Records for processing »
· · · · ·

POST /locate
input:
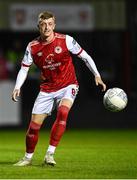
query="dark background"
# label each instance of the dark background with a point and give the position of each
(114, 52)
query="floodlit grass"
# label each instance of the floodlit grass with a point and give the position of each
(82, 154)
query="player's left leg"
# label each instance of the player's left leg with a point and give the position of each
(59, 125)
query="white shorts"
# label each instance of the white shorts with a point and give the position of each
(46, 102)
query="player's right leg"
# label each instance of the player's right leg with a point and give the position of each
(31, 139)
(42, 107)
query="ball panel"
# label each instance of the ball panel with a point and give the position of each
(115, 99)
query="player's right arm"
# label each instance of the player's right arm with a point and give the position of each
(22, 74)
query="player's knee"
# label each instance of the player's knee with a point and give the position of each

· · · · ·

Objective »
Exclude the pictures and repeat every other part of the records word for word.

Exercise solution »
POST /locate
input:
query="dark background"
# label each instance of the dark background with a point and give the position of each
(114, 52)
query="floodlit grass"
# label each instance of the floodlit grass with a point and give the position of each
(82, 154)
query="player's left leg"
# label each instance of the player's left leg with a point and give the position of each
(59, 125)
query="white shorts"
# label each instance of the white shorts with a point and give the position of each
(46, 102)
query="player's right leg"
# label each instance of the player's right leg with a point and give the position of each
(31, 139)
(42, 107)
query="ball panel"
# label each instance of the ball panel with a point and give the position of each
(115, 99)
query="player's right arm"
# label each instance of the player's right arm with a point and give the position of each
(22, 74)
query="player's knee"
# label each instance of the player's knee with a point and give the position of each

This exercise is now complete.